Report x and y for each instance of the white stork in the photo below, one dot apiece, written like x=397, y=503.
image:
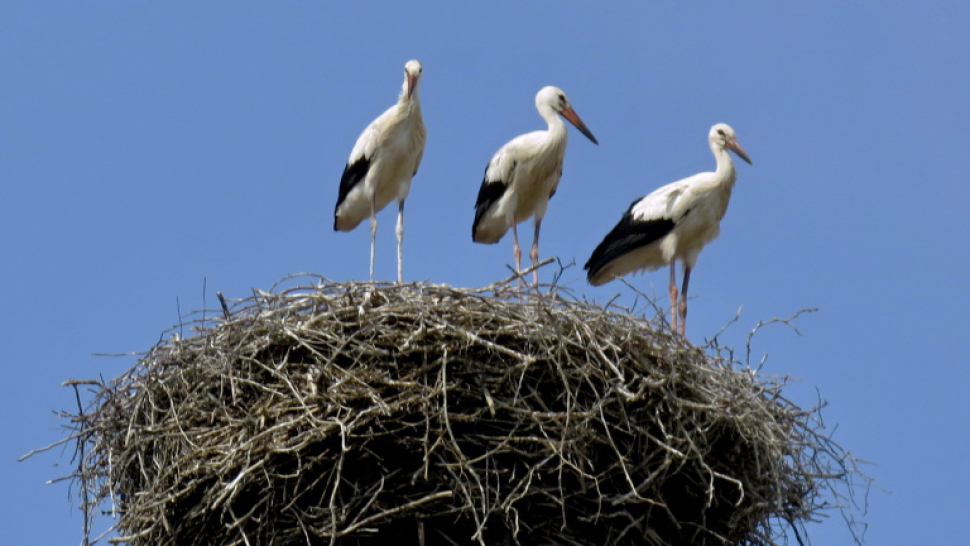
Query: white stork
x=386, y=156
x=523, y=175
x=672, y=223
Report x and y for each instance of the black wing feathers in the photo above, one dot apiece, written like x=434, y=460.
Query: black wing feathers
x=628, y=235
x=354, y=174
x=488, y=195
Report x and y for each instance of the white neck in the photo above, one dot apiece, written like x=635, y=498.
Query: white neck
x=725, y=172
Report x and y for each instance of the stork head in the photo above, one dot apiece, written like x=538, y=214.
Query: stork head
x=553, y=98
x=722, y=138
x=412, y=77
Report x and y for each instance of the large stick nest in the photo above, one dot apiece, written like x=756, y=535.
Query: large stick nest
x=427, y=415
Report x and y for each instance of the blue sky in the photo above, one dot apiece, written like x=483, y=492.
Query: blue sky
x=149, y=150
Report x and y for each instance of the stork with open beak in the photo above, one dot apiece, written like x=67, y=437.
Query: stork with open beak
x=384, y=159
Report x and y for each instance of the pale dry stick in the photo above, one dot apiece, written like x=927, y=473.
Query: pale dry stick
x=395, y=510
x=787, y=321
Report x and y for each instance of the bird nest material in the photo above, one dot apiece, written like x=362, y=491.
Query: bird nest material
x=416, y=414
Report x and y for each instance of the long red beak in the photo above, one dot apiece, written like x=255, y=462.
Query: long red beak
x=573, y=118
x=735, y=146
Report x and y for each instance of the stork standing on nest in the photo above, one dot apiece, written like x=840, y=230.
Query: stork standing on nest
x=672, y=223
x=523, y=175
x=386, y=156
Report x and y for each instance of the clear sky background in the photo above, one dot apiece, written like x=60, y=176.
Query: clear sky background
x=151, y=149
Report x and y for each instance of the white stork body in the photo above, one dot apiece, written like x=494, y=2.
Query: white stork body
x=384, y=159
x=524, y=174
x=673, y=223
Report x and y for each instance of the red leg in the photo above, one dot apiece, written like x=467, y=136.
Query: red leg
x=516, y=251
x=673, y=296
x=373, y=233
x=535, y=255
x=683, y=301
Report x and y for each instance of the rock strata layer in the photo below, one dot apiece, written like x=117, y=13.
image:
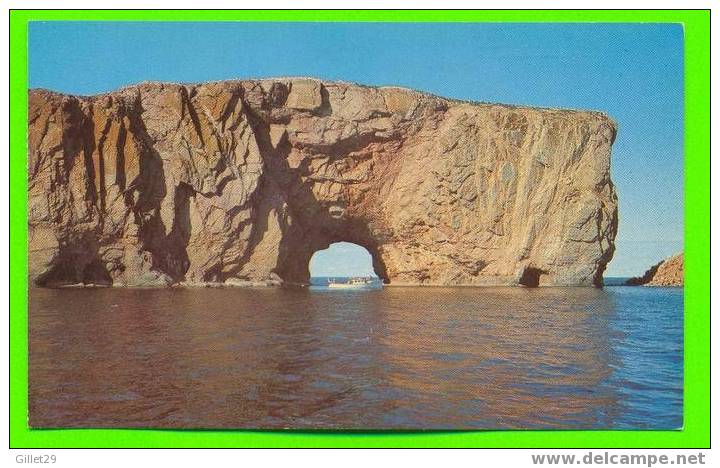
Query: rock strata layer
x=240, y=182
x=669, y=272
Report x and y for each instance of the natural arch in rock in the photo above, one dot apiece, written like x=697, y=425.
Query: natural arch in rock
x=342, y=259
x=245, y=180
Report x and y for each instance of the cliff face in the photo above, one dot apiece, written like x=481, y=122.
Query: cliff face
x=244, y=180
x=669, y=272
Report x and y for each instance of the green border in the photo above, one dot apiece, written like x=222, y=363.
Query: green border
x=696, y=433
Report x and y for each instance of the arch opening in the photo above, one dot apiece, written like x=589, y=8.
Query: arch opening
x=343, y=260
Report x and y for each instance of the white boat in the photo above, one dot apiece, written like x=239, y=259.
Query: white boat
x=352, y=283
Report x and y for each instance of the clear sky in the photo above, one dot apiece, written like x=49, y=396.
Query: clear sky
x=632, y=72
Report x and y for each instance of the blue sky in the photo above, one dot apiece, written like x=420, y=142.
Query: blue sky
x=633, y=72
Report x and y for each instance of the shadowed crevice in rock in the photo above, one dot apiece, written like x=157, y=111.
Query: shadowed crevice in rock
x=531, y=277
x=243, y=181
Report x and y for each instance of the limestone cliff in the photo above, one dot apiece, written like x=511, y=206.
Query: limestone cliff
x=669, y=272
x=238, y=181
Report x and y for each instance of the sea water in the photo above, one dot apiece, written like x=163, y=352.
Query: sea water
x=374, y=358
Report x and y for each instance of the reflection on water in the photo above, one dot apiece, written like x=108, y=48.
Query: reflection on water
x=413, y=358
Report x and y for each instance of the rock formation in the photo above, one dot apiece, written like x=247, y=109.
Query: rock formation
x=669, y=272
x=242, y=181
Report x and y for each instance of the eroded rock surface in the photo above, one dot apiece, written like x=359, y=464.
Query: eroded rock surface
x=669, y=272
x=241, y=182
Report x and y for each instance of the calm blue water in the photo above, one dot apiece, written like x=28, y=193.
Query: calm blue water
x=380, y=358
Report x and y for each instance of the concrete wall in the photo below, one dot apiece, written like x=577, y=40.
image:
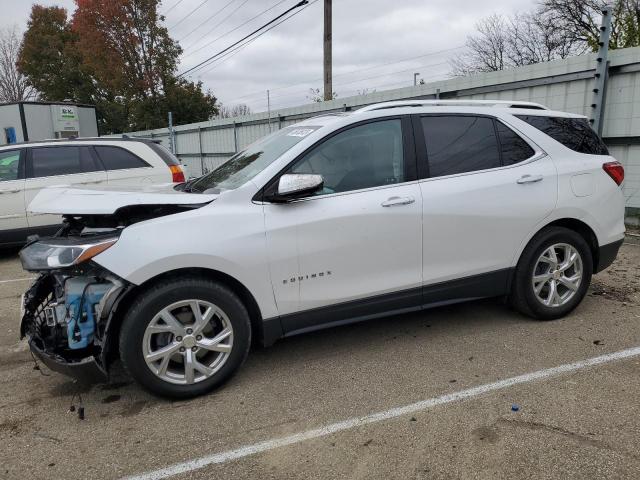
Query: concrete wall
x=561, y=85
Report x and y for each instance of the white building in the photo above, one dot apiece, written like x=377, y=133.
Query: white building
x=28, y=121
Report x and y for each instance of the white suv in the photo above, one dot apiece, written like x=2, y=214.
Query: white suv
x=27, y=168
x=393, y=208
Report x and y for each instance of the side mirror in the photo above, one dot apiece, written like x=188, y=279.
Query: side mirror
x=297, y=185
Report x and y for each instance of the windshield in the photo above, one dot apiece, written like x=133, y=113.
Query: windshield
x=245, y=165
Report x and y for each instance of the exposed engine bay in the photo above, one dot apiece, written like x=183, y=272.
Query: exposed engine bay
x=70, y=307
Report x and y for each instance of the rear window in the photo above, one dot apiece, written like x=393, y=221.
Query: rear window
x=116, y=158
x=574, y=133
x=51, y=161
x=168, y=157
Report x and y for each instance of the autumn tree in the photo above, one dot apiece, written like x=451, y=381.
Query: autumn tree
x=48, y=59
x=117, y=55
x=14, y=86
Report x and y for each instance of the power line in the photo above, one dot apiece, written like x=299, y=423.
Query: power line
x=363, y=80
x=375, y=76
x=297, y=5
x=174, y=6
x=359, y=70
x=349, y=93
x=187, y=15
x=237, y=49
x=228, y=32
x=212, y=16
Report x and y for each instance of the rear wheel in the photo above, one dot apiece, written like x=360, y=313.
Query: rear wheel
x=184, y=337
x=553, y=274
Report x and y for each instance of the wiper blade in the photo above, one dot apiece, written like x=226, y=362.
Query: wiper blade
x=187, y=186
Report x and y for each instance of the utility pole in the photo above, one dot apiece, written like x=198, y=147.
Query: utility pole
x=269, y=110
x=172, y=141
x=328, y=87
x=602, y=71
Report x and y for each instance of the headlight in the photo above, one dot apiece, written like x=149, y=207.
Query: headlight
x=62, y=252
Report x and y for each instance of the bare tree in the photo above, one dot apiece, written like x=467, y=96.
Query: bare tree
x=580, y=20
x=534, y=38
x=235, y=111
x=523, y=39
x=487, y=50
x=13, y=85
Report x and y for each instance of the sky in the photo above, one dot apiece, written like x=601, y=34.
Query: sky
x=377, y=44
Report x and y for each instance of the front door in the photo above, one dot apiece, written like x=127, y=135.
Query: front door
x=353, y=249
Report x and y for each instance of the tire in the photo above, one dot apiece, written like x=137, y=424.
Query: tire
x=537, y=258
x=169, y=353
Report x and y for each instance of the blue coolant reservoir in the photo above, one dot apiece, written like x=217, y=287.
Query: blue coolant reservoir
x=81, y=321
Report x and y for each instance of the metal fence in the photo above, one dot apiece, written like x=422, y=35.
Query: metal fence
x=565, y=85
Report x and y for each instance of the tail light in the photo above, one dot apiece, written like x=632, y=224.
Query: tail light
x=615, y=170
x=177, y=173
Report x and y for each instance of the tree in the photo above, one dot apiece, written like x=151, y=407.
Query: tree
x=14, y=86
x=117, y=55
x=580, y=20
x=235, y=111
x=523, y=39
x=48, y=59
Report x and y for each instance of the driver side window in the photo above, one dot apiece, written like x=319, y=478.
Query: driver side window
x=365, y=156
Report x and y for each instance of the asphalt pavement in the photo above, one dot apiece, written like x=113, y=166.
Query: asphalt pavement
x=424, y=395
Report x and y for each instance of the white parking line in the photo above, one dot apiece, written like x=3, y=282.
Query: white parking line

- Exercise directions -
Switch "white suv" to "silver sedan" and reproduce the listing between the lines holding "Report x and y for each instance of the eroded" and "x=553, y=274", inclusive, with everything else unchanged. Give only those lines, and omit the pictures.

- Written solution -
Report x and y for each instance of the eroded rock surface in the photo above, one dot apiece, written like x=359, y=464.
Query: eroded rock surface
x=669, y=272
x=241, y=182
Report x and y for each instance of the calm blue water in the photo above, one dot apiece, written like x=28, y=193.
Query: calm blue water
x=380, y=358
Report x and y for each instance of the concrete wall in the photo below, one dot apiece, written like x=577, y=40.
image:
Query: concrete wall
x=561, y=85
Report x and y for each instance of the white building in the photo above, one dot apiece, written like x=377, y=133.
Query: white building
x=28, y=121
Report x and y for each instance of the silver sedan in the photo above, one dot apiece, written like x=2, y=214.
Query: silver sedan
x=27, y=168
x=393, y=208
Report x and y for each instance of the side mirror in the photo above, one dot apiece, written like x=188, y=279.
Query: side mirror
x=297, y=185
Report x and y for each instance of the windshield in the photo above, one dot apiece, written like x=133, y=113.
Query: windshield
x=245, y=165
Report x and y for each instance of the exposed engine bay in the photo above, one dot apiece, written like x=183, y=272.
Query: exposed engine bay
x=70, y=307
Report x and y for each instance of the rear window in the photo above, one dot apiece, written like x=393, y=221.
Query: rear window
x=116, y=158
x=574, y=133
x=51, y=161
x=168, y=157
Report x and y for each instance of the autumn tree in the photo above, one dot apiece, written like x=451, y=381.
Query: autumn tree
x=48, y=59
x=117, y=55
x=14, y=86
Report x and y for each instance of the power line in the photo above, one dot apiece, written like x=299, y=423.
Query: power line
x=363, y=80
x=375, y=76
x=297, y=5
x=174, y=6
x=359, y=70
x=349, y=93
x=187, y=15
x=237, y=49
x=228, y=32
x=212, y=16
Report x and y for each instance of the rear wheel in the photo above, one dot apiece, written like x=360, y=313.
Query: rear wheel
x=184, y=337
x=553, y=274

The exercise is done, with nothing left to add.